» WRITTEN PROBLEM
Pick out each line in the material below that contains the word "caterpillar" and copy it. Upper- and lowercase letters must match.

Entries from an annotation dataset

_ _ _ _ _

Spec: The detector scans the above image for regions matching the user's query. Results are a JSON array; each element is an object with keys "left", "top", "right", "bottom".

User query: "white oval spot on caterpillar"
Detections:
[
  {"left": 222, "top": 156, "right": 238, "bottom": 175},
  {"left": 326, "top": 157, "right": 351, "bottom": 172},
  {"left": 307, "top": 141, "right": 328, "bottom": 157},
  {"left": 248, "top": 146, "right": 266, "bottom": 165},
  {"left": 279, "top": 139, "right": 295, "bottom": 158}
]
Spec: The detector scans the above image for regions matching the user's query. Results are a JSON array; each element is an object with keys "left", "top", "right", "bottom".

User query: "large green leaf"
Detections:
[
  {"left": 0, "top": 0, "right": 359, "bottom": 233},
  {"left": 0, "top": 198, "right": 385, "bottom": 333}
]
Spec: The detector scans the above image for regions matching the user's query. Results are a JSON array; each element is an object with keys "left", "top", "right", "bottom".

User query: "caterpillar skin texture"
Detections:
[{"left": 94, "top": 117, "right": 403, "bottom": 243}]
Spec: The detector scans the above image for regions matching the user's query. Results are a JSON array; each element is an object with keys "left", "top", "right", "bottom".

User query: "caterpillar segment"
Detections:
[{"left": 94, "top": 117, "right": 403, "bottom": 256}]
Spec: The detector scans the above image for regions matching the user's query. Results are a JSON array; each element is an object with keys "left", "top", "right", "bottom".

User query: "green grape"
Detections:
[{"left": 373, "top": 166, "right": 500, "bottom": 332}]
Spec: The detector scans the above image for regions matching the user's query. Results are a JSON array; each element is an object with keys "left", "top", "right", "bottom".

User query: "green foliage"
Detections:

_ _ _ _ _

» FINISHED EXERCISE
User query: "white oval spot on caterpillar"
User query: "caterpillar skin texture"
User query: "caterpillar segment"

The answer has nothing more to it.